The request - In the discussion of the beserk skill below, what does the skill's current mechanical effect grant?

Selected excerpt -
-- Begin --

This page is for some discussion of the issues surrounding the beserk skill, plus also for some observations I have found from playing a beserker for a couple of years now. My own views and prejudices are naturally reflected. This page is also going to be unfinished for a little while, due to my need to get some work done (so apologies if the stuff below is rather inarticulate, should you be reading this on Monday morning) -
TimB
1) Beserk has amazing potential. From a characteristation perspective it is that wonderful thing: a skill which an entire character concept can come out of. I have had a lot of fun with the consequences of being a beserker as well- having with major self-control problems has got the character into trouble with the law and alienated friends. Thus it has created game and story, hopefully for other people too.
2) The trope is a genre classic of the type I think TT supports well.
3) You can just role play being a beserker without any mechanical skill to support it. I think in many systems that would be fine, but TT generally has an ethos of having flavoured skills like this which support tropes. Also, it is a simple observation that some players will always react differently to your character if the condition they are operating under is mechanical than if it is purely role played.
4) The current mechanical effect of granting an extra degree of damage is very powerful. Many discussions hinge on how to stack the greatest number of damage buffs on to a single character to make the most obscene call (sometimes resulting in ridiculous ideas like 'a warrior/subterfuger with a two handed sword, plus venom, going beserk and backstabbing someone'. Thankfully no-one seems to have been this lame in practice). Even without those edge cases, it is still a powerful skill, often simulating the warrior gaining the damage grade about three levels of Melee skill higher than they possess.

-- End --

Dataset -
-- Begin --

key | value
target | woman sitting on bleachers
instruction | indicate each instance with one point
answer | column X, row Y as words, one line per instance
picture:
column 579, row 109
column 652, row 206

-- End --

Exercise result - An extra degree of damage.